- Exercise -
Reproduce the listing below, replacing each occurrence of "laptop" with "notebook" and leaving everything else unchanged.

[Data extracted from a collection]
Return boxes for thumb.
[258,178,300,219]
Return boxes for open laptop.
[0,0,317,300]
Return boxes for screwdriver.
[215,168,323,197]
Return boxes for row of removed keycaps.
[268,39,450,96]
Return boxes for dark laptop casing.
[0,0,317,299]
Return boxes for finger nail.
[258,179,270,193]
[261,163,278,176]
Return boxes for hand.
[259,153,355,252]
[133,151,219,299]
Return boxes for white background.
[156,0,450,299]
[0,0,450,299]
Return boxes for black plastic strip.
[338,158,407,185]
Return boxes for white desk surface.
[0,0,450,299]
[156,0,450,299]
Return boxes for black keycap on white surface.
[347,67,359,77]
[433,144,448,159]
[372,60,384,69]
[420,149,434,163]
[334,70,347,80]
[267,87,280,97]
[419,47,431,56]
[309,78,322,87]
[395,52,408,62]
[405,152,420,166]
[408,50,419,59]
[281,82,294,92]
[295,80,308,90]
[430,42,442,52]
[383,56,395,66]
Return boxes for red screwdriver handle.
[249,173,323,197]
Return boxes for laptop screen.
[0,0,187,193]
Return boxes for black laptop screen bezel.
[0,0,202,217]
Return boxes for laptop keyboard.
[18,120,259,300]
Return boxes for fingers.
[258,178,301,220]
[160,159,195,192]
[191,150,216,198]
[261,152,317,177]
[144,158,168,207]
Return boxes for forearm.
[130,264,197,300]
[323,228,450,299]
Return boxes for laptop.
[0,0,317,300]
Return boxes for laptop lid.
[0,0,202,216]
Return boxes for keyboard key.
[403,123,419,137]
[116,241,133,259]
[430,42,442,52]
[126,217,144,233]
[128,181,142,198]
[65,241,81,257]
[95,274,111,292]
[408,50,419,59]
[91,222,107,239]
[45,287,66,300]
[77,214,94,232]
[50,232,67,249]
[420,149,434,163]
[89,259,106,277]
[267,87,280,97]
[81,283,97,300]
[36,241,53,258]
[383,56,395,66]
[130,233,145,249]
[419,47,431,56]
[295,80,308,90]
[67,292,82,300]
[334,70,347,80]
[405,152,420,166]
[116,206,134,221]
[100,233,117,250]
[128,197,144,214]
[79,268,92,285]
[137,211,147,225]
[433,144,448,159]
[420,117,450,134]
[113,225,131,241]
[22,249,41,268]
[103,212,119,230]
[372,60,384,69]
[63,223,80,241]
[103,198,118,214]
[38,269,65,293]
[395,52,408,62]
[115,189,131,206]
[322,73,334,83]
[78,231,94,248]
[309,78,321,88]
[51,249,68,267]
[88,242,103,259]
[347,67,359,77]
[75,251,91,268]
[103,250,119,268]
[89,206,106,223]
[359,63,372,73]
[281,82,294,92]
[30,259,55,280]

- Reply -
Return boxes for thumb.
[258,178,300,219]
Return boxes for open notebook.
[0,0,317,300]
Return boxes for screwdriver.
[215,168,323,197]
Return boxes for row of removed keycaps.
[268,39,450,96]
Return boxes for dark notebook casing.
[0,0,317,299]
Return boxes for finger nail.
[258,179,270,193]
[261,163,278,176]
Return boxes for hand.
[259,153,355,252]
[133,151,219,299]
Return boxes for white background.
[156,0,450,299]
[0,0,450,299]
Return boxes for black plastic strip.
[338,158,407,185]
Return boxes for white desk surface.
[0,0,450,299]
[156,0,450,299]
Return boxes for black keycap on white surface.
[347,67,359,77]
[433,144,448,159]
[372,60,384,69]
[420,149,434,163]
[334,70,347,80]
[267,87,280,97]
[419,47,431,56]
[309,78,322,87]
[395,52,408,62]
[405,152,420,166]
[408,50,419,59]
[281,82,294,92]
[295,80,308,90]
[430,42,442,52]
[383,56,395,66]
Return boxes for red screwdriver handle.
[249,173,323,197]
Return boxes for notebook screen.
[0,0,187,193]
Return boxes for black notebook screen bezel.
[0,0,202,217]
Return boxes for notebook keyboard.
[18,120,259,300]
Return boxes for fingers.
[258,178,301,220]
[160,159,195,192]
[191,150,216,198]
[261,152,317,177]
[144,158,168,207]
Return boxes for forearm.
[130,264,197,300]
[323,228,450,299]
Return boxes for notebook.
[0,0,317,300]
Return boxes for notebook lid.
[0,0,202,216]
Return boxes for keyboard key.
[403,123,419,137]
[116,241,133,259]
[430,42,442,52]
[126,217,144,233]
[128,181,142,198]
[65,241,81,257]
[95,274,111,292]
[408,50,419,59]
[91,222,107,239]
[45,287,66,300]
[77,214,94,232]
[50,232,67,249]
[420,149,434,163]
[89,259,106,277]
[267,87,280,97]
[81,283,97,300]
[36,241,53,258]
[383,56,395,66]
[130,233,145,249]
[419,47,431,56]
[295,80,308,90]
[67,292,82,300]
[334,70,347,80]
[405,152,420,166]
[116,206,134,221]
[100,233,117,250]
[128,197,144,214]
[79,268,92,285]
[137,211,147,225]
[433,144,448,159]
[420,117,450,134]
[113,225,131,241]
[22,249,41,268]
[103,212,119,230]
[372,60,384,69]
[63,223,80,241]
[103,198,118,214]
[38,269,65,293]
[395,52,408,62]
[115,189,131,206]
[322,73,334,83]
[78,231,94,248]
[309,78,321,88]
[51,249,68,267]
[88,242,103,259]
[347,67,359,77]
[75,251,91,268]
[103,250,119,268]
[89,206,106,223]
[359,63,372,73]
[281,82,294,92]
[30,259,55,280]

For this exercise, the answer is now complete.